[Text segment]
──────────

When director and actor Roberto Benigni won the Oscar for best foreign language film in 1999, he jumped up, walked over neighboring chairs, clutched Steven Spielberg’s hand along his path, then, quite literally, bounced his way to the stage to yell, “This is a moment of joyl!”

Rewatching video of the moment is an instant mood boost

Leonardo DiCaprio, “The Revenant” (2016)

Leonardo DiCaprio won an Oscar in 2016 for his performance as lead actor in “The Revenant.” DiCaprio used his moment in the spotlight to urge people to work together to address the threat of climate change.

“I thank you all for this amazing award tonight,” DiCaprio said. “Let us not take this planet for granted. I do not take tonight for granted.”

Lupita Nyong’o, “12 Years a Slave” (2014)

There were few dry eyes in the audience when Nyong’o won for her performance in the drama “12 Years a Slave.” Her poignant speech concluded with a powerful message.

“When I look down at this golden statue, may it remind me and every little child that no matter where you are from, your dreams are valid,” she said.

Michelle Yeoh, “Everything Everywhere All at Once” (2023)

In 2023, Michelle Yeoh became the first Asian woman to win the Oscar for best actress in a leading role for her performance in “Everything Everywhere All at Once.”

Taking the stage, Yeoh, then 60, proudly said, “This is proof that dream big and dreams do come true, and ladies, don’t let anybody tell you you’re past your prime.”

Ben Affleck and Matt Damon, “Good Will Hunting” (1997)

Ben Affleck and Matt Damon were newbies to the movie industry when they won an Oscar for writing “Good Will Hunting.” With youthful exuberance, the Boston besties tried to beat the clock, rapidly shouting out the city of Boston and multiple names on their thank you list, including to their moms, who they took as dates to the ceremony.

Halle Berry, “Monster’s Ball” (2002)

This was a moment and Berry more than met it in her moving acceptance speech in 2002, when she became the first Black woman to win the Oscar for best lead actress. Accepting her award in tears, Berry acknowledged the historic significance of her win.

──────────

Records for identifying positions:
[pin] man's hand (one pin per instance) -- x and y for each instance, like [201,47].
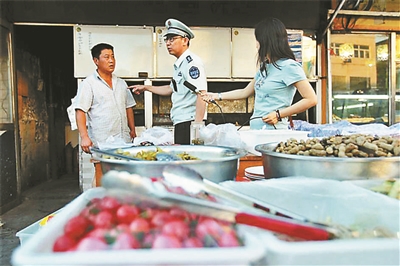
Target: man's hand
[137,89]
[86,143]
[132,133]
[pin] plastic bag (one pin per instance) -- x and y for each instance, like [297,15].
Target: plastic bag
[71,114]
[113,143]
[222,135]
[155,135]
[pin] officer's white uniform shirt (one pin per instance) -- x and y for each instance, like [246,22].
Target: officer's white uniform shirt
[188,67]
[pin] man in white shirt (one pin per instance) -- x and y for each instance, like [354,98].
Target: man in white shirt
[104,105]
[187,106]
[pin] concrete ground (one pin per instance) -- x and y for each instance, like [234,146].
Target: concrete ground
[37,202]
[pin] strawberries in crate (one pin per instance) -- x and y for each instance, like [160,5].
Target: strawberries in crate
[109,223]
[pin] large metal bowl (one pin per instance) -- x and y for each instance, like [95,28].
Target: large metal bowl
[216,163]
[283,165]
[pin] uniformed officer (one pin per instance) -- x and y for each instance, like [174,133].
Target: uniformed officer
[189,77]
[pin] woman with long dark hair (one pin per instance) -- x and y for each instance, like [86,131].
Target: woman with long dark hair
[276,81]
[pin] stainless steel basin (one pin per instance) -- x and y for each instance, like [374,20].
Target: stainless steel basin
[216,163]
[283,165]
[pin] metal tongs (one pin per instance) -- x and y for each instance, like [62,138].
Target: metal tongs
[111,153]
[143,187]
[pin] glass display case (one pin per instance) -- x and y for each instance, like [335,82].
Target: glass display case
[364,89]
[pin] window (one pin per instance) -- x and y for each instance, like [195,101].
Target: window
[361,51]
[6,114]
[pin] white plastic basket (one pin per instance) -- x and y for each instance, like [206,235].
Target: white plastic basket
[38,251]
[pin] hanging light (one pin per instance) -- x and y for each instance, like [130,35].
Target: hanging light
[346,52]
[382,52]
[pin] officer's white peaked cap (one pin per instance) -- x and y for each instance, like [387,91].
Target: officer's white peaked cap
[176,27]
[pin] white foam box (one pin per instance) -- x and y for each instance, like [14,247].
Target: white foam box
[38,250]
[25,234]
[344,204]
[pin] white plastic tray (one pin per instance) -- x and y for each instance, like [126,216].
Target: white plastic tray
[38,250]
[342,203]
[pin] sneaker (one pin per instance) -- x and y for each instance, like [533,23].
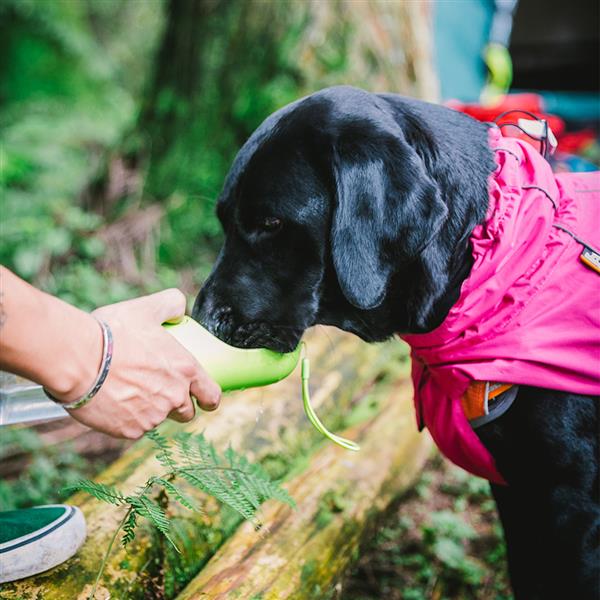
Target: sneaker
[33,540]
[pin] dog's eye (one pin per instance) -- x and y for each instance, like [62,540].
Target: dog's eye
[271,224]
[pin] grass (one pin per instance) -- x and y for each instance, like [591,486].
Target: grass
[443,542]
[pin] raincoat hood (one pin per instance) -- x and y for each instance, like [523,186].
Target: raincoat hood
[529,312]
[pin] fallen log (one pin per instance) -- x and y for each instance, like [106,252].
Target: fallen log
[267,425]
[339,495]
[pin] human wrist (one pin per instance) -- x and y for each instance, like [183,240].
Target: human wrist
[77,373]
[47,340]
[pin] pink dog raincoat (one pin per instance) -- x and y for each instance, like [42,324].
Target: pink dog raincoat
[529,312]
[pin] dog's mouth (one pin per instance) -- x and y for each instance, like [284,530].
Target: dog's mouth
[254,334]
[263,335]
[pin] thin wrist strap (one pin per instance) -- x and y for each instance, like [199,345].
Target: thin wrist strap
[107,350]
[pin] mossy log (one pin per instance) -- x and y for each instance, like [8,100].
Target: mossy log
[339,495]
[267,425]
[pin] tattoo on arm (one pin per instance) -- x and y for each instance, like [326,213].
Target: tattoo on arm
[2,311]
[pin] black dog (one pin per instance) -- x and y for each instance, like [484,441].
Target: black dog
[355,210]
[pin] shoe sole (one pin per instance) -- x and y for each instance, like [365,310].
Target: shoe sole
[43,549]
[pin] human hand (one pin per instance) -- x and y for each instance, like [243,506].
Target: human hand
[151,375]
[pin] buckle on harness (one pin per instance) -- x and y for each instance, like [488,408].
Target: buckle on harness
[485,401]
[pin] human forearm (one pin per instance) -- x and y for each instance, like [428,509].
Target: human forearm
[47,340]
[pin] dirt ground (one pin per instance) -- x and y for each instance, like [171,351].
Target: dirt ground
[442,542]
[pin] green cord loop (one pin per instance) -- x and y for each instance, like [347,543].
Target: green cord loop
[310,413]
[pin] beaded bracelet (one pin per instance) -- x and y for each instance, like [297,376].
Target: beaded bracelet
[107,350]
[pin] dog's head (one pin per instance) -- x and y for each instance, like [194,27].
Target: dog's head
[335,212]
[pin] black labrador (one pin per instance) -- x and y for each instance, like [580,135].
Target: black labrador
[355,209]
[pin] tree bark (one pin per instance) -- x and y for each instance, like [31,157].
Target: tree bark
[340,497]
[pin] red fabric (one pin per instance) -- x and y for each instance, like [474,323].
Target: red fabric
[529,312]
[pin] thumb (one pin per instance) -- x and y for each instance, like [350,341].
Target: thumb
[168,305]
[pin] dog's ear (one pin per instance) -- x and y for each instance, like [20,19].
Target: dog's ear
[388,209]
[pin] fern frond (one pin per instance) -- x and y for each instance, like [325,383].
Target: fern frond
[178,494]
[100,491]
[145,507]
[129,528]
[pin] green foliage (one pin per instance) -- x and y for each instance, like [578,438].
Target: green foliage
[428,548]
[229,478]
[42,470]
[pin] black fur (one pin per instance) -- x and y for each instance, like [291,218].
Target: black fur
[377,196]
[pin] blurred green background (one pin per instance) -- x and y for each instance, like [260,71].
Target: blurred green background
[119,120]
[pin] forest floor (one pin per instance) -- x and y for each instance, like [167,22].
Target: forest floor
[443,541]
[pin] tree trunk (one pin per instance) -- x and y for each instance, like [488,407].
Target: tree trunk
[266,424]
[340,497]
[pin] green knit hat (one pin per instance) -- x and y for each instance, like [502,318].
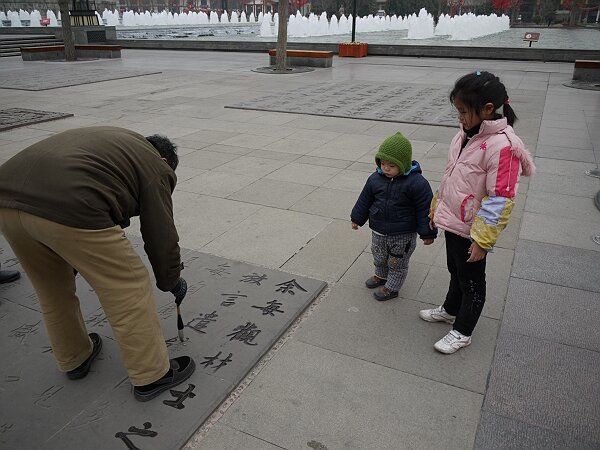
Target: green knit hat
[397,150]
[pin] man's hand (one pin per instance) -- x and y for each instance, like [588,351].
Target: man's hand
[179,291]
[476,253]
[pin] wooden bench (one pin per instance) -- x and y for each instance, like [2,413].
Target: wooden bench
[310,58]
[586,70]
[54,52]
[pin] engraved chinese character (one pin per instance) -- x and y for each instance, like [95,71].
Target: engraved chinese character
[254,278]
[47,395]
[134,431]
[272,307]
[97,319]
[231,298]
[181,396]
[288,287]
[198,323]
[210,360]
[245,333]
[220,270]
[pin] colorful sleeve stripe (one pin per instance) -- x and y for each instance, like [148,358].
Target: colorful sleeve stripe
[508,172]
[491,219]
[433,205]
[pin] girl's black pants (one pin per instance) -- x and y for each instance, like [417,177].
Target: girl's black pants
[466,293]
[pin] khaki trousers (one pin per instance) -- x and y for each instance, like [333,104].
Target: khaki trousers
[48,253]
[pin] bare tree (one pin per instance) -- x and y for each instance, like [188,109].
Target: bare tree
[70,54]
[281,49]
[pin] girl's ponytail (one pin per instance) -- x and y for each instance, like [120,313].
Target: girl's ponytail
[479,88]
[508,112]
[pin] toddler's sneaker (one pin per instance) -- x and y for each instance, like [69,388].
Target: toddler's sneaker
[374,282]
[452,342]
[438,314]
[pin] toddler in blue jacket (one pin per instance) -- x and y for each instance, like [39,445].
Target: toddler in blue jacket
[395,200]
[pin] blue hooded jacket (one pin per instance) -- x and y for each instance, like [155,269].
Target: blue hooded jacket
[396,205]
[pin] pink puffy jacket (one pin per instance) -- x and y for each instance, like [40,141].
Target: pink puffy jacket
[476,194]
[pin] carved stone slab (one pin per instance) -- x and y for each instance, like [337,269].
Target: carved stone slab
[38,79]
[234,312]
[410,103]
[20,117]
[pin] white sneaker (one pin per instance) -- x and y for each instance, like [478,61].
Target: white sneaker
[452,342]
[438,314]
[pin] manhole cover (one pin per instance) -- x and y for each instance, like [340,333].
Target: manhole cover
[19,117]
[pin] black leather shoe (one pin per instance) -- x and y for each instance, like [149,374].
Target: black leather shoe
[181,369]
[384,294]
[84,368]
[6,276]
[374,282]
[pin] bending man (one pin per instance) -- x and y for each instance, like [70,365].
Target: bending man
[64,202]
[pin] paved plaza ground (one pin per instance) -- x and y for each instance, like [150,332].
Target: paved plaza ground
[275,189]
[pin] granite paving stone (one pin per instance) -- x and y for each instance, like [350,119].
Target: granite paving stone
[390,102]
[233,313]
[391,334]
[267,192]
[574,232]
[557,264]
[34,78]
[297,390]
[268,237]
[502,433]
[566,402]
[542,310]
[334,203]
[330,253]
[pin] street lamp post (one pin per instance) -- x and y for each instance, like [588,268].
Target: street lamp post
[353,19]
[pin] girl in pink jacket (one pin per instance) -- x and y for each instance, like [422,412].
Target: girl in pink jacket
[475,199]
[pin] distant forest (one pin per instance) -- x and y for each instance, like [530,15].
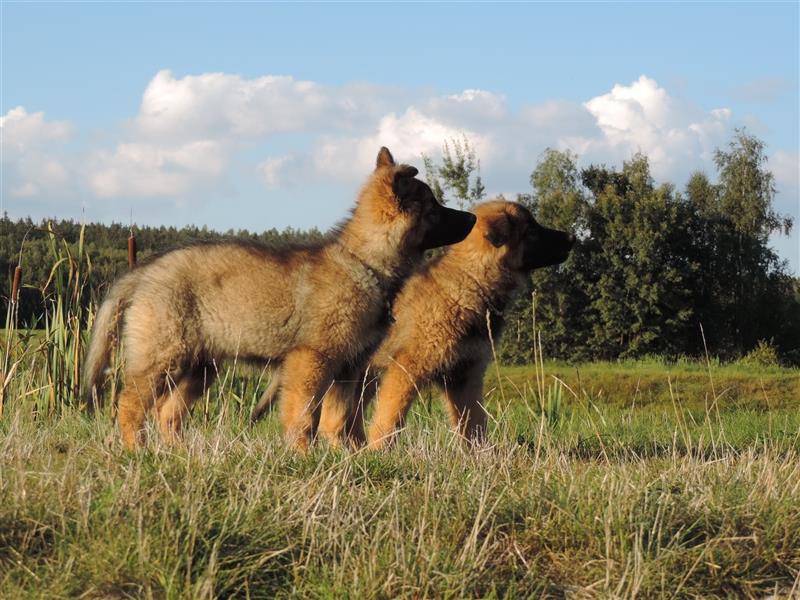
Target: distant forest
[652,265]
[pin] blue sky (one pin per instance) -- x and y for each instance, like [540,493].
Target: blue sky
[258,115]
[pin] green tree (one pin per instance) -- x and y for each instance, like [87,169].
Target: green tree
[745,220]
[458,177]
[557,201]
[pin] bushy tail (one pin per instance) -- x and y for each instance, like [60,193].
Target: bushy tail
[103,334]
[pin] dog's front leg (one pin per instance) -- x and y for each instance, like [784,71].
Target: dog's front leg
[397,391]
[307,375]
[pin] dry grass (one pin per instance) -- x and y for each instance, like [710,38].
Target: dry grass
[577,509]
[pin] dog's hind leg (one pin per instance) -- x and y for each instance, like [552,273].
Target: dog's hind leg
[365,391]
[174,405]
[138,396]
[336,409]
[267,401]
[307,375]
[398,388]
[465,403]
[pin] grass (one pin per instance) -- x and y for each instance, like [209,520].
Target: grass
[572,498]
[637,479]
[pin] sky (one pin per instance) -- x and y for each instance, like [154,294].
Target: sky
[260,115]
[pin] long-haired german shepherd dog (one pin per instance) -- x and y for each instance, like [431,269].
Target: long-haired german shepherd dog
[440,334]
[314,310]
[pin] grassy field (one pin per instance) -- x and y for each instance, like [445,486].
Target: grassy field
[601,480]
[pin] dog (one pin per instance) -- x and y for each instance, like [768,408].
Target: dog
[313,309]
[440,334]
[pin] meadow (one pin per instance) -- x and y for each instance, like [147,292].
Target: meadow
[601,480]
[625,479]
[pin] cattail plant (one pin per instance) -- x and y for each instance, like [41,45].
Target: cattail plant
[16,285]
[131,250]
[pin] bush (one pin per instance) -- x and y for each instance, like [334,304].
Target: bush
[765,354]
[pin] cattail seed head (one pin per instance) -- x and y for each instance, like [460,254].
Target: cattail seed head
[16,285]
[131,251]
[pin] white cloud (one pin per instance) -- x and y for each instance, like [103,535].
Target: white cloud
[191,131]
[141,169]
[408,136]
[644,117]
[224,105]
[282,171]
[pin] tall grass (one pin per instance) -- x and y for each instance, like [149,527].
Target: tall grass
[612,480]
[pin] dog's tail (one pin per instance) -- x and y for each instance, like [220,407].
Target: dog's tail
[103,336]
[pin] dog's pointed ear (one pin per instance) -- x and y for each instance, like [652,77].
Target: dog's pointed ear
[385,158]
[403,182]
[497,230]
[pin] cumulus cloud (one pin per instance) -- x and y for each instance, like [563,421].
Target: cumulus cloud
[142,169]
[408,136]
[191,131]
[643,117]
[224,105]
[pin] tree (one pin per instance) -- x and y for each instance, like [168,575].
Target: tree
[744,221]
[455,175]
[557,201]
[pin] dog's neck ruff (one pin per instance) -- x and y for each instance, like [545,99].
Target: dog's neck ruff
[385,283]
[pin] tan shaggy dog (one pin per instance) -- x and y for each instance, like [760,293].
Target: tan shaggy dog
[315,310]
[440,333]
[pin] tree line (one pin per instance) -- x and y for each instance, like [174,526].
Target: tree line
[656,270]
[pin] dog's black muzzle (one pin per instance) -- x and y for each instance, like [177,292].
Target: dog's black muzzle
[454,226]
[548,247]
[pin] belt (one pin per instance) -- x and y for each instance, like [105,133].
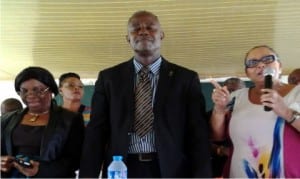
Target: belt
[144,157]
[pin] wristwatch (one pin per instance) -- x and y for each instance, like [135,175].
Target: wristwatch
[295,116]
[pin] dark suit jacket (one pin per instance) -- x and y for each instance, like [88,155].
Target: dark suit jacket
[181,133]
[61,143]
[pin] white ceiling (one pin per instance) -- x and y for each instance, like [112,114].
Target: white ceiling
[208,36]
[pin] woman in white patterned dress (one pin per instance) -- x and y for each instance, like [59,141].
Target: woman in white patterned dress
[265,143]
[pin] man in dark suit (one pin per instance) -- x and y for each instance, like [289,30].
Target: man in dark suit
[175,144]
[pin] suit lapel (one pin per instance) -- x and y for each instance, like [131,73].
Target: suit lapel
[127,87]
[166,75]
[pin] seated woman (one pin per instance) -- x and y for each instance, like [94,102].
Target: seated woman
[48,136]
[71,90]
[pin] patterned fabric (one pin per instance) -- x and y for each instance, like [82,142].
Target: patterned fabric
[146,143]
[143,104]
[260,143]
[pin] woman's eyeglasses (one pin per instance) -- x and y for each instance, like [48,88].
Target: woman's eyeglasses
[251,63]
[35,91]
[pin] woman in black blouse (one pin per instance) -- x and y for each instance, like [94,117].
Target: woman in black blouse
[46,136]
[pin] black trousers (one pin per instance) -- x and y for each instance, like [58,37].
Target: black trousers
[137,167]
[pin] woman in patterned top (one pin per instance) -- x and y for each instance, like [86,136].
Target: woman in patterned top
[265,143]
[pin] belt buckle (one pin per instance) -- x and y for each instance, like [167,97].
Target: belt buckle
[145,157]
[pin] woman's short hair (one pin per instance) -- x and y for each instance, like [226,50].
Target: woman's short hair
[37,73]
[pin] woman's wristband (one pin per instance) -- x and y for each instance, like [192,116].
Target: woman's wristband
[295,116]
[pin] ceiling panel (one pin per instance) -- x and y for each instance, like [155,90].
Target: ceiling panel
[210,37]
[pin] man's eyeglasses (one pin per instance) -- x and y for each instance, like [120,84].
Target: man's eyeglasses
[73,86]
[251,63]
[35,91]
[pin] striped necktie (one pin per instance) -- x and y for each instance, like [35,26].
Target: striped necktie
[143,104]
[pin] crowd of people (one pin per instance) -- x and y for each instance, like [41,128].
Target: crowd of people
[152,112]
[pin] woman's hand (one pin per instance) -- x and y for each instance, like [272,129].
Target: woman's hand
[32,171]
[220,97]
[6,163]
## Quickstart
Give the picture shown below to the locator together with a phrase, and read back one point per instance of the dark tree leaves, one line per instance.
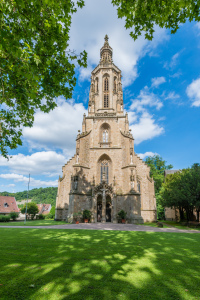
(35, 63)
(144, 15)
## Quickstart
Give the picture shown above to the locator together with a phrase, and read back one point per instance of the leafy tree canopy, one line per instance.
(144, 15)
(182, 190)
(41, 195)
(157, 166)
(35, 63)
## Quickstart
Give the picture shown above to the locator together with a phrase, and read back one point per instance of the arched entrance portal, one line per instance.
(108, 208)
(99, 208)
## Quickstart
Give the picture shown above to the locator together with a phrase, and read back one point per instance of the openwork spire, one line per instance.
(106, 51)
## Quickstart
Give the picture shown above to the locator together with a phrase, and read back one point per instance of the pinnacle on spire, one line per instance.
(106, 51)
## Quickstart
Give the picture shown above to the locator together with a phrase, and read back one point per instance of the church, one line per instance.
(105, 175)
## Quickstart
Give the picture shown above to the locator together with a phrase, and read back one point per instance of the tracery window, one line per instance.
(138, 186)
(97, 85)
(105, 136)
(115, 84)
(106, 84)
(104, 170)
(106, 101)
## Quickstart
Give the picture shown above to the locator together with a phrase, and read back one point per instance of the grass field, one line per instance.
(179, 226)
(33, 223)
(89, 264)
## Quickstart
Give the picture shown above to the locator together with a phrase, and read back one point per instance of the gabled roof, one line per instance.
(8, 204)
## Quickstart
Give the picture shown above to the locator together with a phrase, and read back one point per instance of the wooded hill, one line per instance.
(41, 195)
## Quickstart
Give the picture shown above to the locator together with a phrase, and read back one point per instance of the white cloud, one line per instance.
(145, 129)
(146, 154)
(40, 163)
(144, 99)
(57, 129)
(89, 26)
(157, 81)
(24, 179)
(193, 92)
(173, 62)
(172, 96)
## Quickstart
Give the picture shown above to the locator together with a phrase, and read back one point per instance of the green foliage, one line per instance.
(13, 215)
(41, 217)
(49, 216)
(86, 214)
(53, 211)
(32, 209)
(182, 190)
(143, 16)
(4, 218)
(40, 195)
(122, 214)
(157, 168)
(36, 65)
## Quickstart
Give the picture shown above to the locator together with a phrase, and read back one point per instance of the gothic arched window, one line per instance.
(97, 85)
(115, 84)
(104, 170)
(106, 101)
(138, 186)
(106, 84)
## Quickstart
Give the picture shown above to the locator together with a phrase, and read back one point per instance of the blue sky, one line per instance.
(161, 85)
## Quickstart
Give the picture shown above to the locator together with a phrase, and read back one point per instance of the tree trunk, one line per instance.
(181, 213)
(197, 215)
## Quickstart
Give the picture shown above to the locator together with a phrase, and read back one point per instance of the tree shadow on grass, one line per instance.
(86, 264)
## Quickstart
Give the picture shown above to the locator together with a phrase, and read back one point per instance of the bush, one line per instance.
(86, 214)
(4, 218)
(53, 211)
(13, 215)
(49, 216)
(122, 214)
(41, 217)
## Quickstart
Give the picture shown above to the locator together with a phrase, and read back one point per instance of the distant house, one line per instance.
(44, 208)
(8, 205)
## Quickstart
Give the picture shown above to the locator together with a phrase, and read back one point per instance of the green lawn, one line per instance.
(88, 264)
(153, 224)
(33, 223)
(179, 226)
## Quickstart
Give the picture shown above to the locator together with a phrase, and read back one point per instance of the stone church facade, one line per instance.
(105, 175)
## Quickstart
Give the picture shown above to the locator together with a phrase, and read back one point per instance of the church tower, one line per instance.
(105, 175)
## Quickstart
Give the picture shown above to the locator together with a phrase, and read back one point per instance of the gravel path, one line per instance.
(107, 226)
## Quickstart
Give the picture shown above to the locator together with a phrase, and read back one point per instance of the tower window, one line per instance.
(105, 136)
(104, 170)
(115, 84)
(97, 85)
(106, 98)
(106, 84)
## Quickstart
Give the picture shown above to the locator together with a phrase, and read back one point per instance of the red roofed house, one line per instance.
(8, 205)
(44, 208)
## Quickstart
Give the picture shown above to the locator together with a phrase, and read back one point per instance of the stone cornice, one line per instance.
(83, 134)
(129, 166)
(127, 134)
(109, 66)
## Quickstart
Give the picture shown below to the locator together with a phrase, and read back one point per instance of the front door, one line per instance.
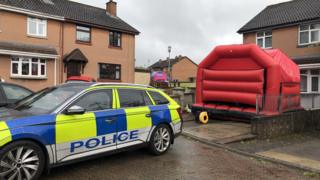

──────────

[Given instruction 1]
According to the Oscar speeches text, whom did Ben Affleck and Matt Damon take as their dates to the ceremony?
[Given instruction 2]
List each line of the listing that contains the string "ponytail". Matching is case-sensitive.

[Right answer 1]
Their moms.

[Right answer 2]
[pin] girl's ponytail (one pin per instance) -- x and y for each instance, like [120,313].
Target: girl's ponytail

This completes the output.